EXERCISE BRIEF:
Copy out the stretch of the records below from the line containing "Reviewer note: every instance of the red" through the line containing "column 364, row 302", both ends included, character for character.

EXTRACTED DATA:
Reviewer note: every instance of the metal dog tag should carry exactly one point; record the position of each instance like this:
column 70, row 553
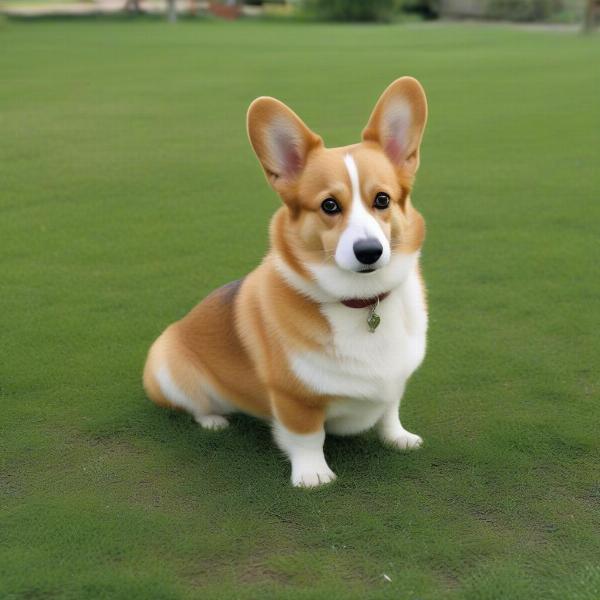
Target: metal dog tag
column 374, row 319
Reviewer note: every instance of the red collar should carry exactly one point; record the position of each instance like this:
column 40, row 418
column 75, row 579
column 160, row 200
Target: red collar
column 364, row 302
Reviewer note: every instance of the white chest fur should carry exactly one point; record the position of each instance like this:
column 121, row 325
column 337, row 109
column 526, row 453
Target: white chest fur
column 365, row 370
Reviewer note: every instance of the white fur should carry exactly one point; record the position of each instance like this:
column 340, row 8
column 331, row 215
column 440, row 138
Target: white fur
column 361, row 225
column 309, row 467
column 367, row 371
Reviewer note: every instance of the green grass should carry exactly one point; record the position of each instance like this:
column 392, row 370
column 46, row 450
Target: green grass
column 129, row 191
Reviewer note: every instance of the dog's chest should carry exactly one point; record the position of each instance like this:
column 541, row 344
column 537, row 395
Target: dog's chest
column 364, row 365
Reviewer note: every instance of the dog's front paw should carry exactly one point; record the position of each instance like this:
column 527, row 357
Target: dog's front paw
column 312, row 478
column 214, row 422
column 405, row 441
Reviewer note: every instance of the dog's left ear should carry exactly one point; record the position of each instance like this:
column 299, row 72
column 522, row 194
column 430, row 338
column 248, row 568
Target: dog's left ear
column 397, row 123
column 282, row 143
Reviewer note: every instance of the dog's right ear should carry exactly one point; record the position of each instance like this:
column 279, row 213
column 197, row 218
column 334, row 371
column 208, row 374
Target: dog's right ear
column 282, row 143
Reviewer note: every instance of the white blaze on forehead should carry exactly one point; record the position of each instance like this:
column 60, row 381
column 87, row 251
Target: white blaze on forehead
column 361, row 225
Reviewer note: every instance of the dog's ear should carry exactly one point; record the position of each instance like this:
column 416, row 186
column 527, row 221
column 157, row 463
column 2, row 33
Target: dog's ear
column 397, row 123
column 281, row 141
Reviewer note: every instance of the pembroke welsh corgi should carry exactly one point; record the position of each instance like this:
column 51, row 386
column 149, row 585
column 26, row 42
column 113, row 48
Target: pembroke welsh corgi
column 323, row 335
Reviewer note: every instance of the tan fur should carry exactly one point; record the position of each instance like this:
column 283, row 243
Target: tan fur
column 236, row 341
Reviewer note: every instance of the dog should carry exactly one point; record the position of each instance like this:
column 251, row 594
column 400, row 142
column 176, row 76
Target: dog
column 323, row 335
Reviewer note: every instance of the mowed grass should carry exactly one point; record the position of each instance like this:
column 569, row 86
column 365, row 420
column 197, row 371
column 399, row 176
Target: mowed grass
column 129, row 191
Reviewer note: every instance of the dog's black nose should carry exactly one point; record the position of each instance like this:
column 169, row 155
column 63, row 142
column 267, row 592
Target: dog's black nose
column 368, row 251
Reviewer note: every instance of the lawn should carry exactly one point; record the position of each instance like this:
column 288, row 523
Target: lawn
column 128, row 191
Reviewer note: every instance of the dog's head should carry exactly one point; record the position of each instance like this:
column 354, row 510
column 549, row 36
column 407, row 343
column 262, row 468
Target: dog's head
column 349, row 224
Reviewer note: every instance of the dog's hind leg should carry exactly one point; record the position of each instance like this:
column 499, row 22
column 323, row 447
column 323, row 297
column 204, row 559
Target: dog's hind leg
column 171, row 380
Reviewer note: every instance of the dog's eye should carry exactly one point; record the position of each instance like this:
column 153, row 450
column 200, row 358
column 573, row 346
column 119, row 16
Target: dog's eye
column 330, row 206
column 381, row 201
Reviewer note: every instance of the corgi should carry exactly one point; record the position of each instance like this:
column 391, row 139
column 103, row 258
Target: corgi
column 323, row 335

EXERCISE ANSWER:
Reviewer note: every instance of the red collar should carry exactly one point; record the position of each instance like this:
column 40, row 418
column 75, row 579
column 160, row 200
Target: red collar
column 364, row 302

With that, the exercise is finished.